WORKING DATA: Begin
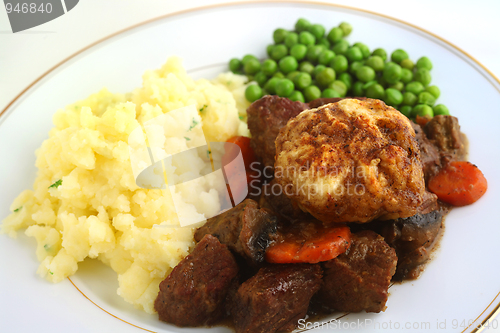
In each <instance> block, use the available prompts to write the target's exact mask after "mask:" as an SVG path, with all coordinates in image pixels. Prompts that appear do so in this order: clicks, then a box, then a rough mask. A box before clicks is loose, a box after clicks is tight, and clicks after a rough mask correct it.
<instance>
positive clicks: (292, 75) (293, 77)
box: [286, 71, 300, 84]
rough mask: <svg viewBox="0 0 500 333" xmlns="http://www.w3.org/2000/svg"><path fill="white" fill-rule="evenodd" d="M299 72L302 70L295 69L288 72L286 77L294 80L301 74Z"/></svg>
mask: <svg viewBox="0 0 500 333" xmlns="http://www.w3.org/2000/svg"><path fill="white" fill-rule="evenodd" d="M299 74H300V72H299V71H293V72H290V73H288V74H287V75H286V78H287V79H289V80H291V81H292V82H293V79H294V78H295V77H296V76H297V75H299ZM294 84H295V83H294Z"/></svg>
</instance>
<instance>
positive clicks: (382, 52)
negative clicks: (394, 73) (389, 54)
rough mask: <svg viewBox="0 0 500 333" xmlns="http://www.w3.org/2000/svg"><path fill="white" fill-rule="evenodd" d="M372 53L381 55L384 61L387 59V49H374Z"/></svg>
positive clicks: (380, 48) (380, 56) (375, 54)
mask: <svg viewBox="0 0 500 333" xmlns="http://www.w3.org/2000/svg"><path fill="white" fill-rule="evenodd" d="M372 55H376V56H379V57H380V58H382V60H384V61H386V60H387V52H385V50H384V49H382V48H378V49H375V50H373V52H372Z"/></svg>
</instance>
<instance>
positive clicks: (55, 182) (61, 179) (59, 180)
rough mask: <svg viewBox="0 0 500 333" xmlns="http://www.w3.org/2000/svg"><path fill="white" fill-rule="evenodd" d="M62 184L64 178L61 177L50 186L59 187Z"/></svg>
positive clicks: (49, 186)
mask: <svg viewBox="0 0 500 333" xmlns="http://www.w3.org/2000/svg"><path fill="white" fill-rule="evenodd" d="M61 184H62V179H59V180H58V181H56V182H55V183H54V184H52V185H50V186H49V188H58V187H59V186H61Z"/></svg>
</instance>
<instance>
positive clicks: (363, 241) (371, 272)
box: [315, 230, 398, 312]
mask: <svg viewBox="0 0 500 333" xmlns="http://www.w3.org/2000/svg"><path fill="white" fill-rule="evenodd" d="M351 239H352V244H351V247H350V248H349V249H348V250H347V251H346V252H345V253H343V254H341V255H339V256H338V257H337V258H335V259H332V260H329V261H325V262H324V263H323V270H324V277H323V281H324V283H323V287H322V288H321V290H320V291H319V292H318V293H317V297H315V301H317V302H319V303H320V304H321V305H322V306H323V307H324V308H326V309H328V310H336V311H343V312H359V311H362V310H365V311H366V312H380V311H384V310H385V308H386V306H385V303H386V301H387V289H388V288H389V284H390V282H391V278H392V276H393V275H394V272H395V271H396V263H397V260H398V258H397V257H396V252H395V251H394V249H393V248H391V247H390V246H389V245H387V243H386V242H385V241H384V239H383V238H382V237H381V236H380V235H377V234H376V233H375V232H373V231H370V230H364V231H360V232H358V233H356V234H353V235H352V238H351Z"/></svg>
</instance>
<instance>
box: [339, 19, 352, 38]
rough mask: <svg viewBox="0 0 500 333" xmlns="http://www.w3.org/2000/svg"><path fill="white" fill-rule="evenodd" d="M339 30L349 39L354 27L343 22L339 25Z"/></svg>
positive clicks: (348, 23)
mask: <svg viewBox="0 0 500 333" xmlns="http://www.w3.org/2000/svg"><path fill="white" fill-rule="evenodd" d="M339 28H340V29H342V35H343V36H344V37H347V36H349V35H350V34H351V32H352V25H350V24H349V23H347V22H342V23H340V24H339Z"/></svg>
WORKING DATA: End
> [DESCRIPTION OF THE TASK]: If a record contains a picture, leave the picture out and retype everything else exactly.

> [EXERCISE RESPONSE]:
In each <instance> block, use the available prompts to write the target's exact mask after "mask:" as an SVG path, with all coordinates in image pixels. Prompts that appear do so in this order: clicks, then a box, then a rough mask. A box before clicks is loose, a box after clicks is tight, and clicks after a rough mask correct it.
<instance>
positive clicks: (292, 75) (293, 77)
box: [286, 71, 300, 84]
rough mask: <svg viewBox="0 0 500 333" xmlns="http://www.w3.org/2000/svg"><path fill="white" fill-rule="evenodd" d="M299 72L302 70L295 69L288 72L286 77L294 80L301 74Z"/></svg>
mask: <svg viewBox="0 0 500 333" xmlns="http://www.w3.org/2000/svg"><path fill="white" fill-rule="evenodd" d="M299 74H300V72H299V71H293V72H290V73H288V74H287V75H286V78H287V79H289V80H291V81H292V82H293V79H294V78H295V77H296V76H297V75H299ZM294 84H295V83H294Z"/></svg>
</instance>
<instance>
positive clicks: (382, 52)
negative clicks: (394, 73) (389, 54)
rough mask: <svg viewBox="0 0 500 333" xmlns="http://www.w3.org/2000/svg"><path fill="white" fill-rule="evenodd" d="M372 53L381 55L384 61L387 59V49H374Z"/></svg>
positive clicks: (380, 48) (380, 56) (375, 54)
mask: <svg viewBox="0 0 500 333" xmlns="http://www.w3.org/2000/svg"><path fill="white" fill-rule="evenodd" d="M372 55H376V56H379V57H380V58H382V60H384V61H386V60H387V52H385V50H384V49H382V48H378V49H375V50H373V52H372Z"/></svg>
</instance>
<instance>
positive clicks: (55, 182) (61, 179) (59, 180)
rough mask: <svg viewBox="0 0 500 333" xmlns="http://www.w3.org/2000/svg"><path fill="white" fill-rule="evenodd" d="M62 184L64 178L61 177L50 186L59 187Z"/></svg>
positive clicks: (49, 186)
mask: <svg viewBox="0 0 500 333" xmlns="http://www.w3.org/2000/svg"><path fill="white" fill-rule="evenodd" d="M61 184H62V179H59V180H58V181H56V182H55V183H54V184H52V185H50V186H49V188H58V187H59V186H61Z"/></svg>
</instance>
<instance>
positive clicks: (363, 241) (371, 272)
box: [315, 230, 398, 312]
mask: <svg viewBox="0 0 500 333" xmlns="http://www.w3.org/2000/svg"><path fill="white" fill-rule="evenodd" d="M351 239H352V244H351V247H350V248H349V249H348V250H347V251H346V252H345V253H343V254H341V255H339V256H338V257H337V258H335V259H332V260H329V261H325V262H324V263H323V270H324V277H323V281H324V283H323V287H322V288H321V290H320V291H319V292H318V293H317V297H315V301H317V302H319V303H320V304H321V305H322V306H323V307H324V308H326V309H328V310H336V311H343V312H359V311H362V310H365V311H366V312H380V311H384V310H385V308H386V306H385V303H386V301H387V289H388V288H389V284H390V282H391V278H392V276H393V275H394V272H395V271H396V263H397V260H398V258H397V257H396V252H395V251H394V249H393V248H391V247H390V246H389V245H387V243H386V242H385V241H384V239H383V238H382V237H381V236H380V235H377V234H376V233H375V232H373V231H370V230H364V231H360V232H358V233H356V234H353V235H352V238H351Z"/></svg>
</instance>
<instance>
box: [339, 19, 352, 38]
rough mask: <svg viewBox="0 0 500 333" xmlns="http://www.w3.org/2000/svg"><path fill="white" fill-rule="evenodd" d="M339 30L349 39L354 27L343 22L339 25Z"/></svg>
positive clicks: (348, 23)
mask: <svg viewBox="0 0 500 333" xmlns="http://www.w3.org/2000/svg"><path fill="white" fill-rule="evenodd" d="M339 28H340V29H342V35H343V36H344V37H347V36H349V35H350V34H351V32H352V25H350V24H349V23H347V22H342V23H340V24H339Z"/></svg>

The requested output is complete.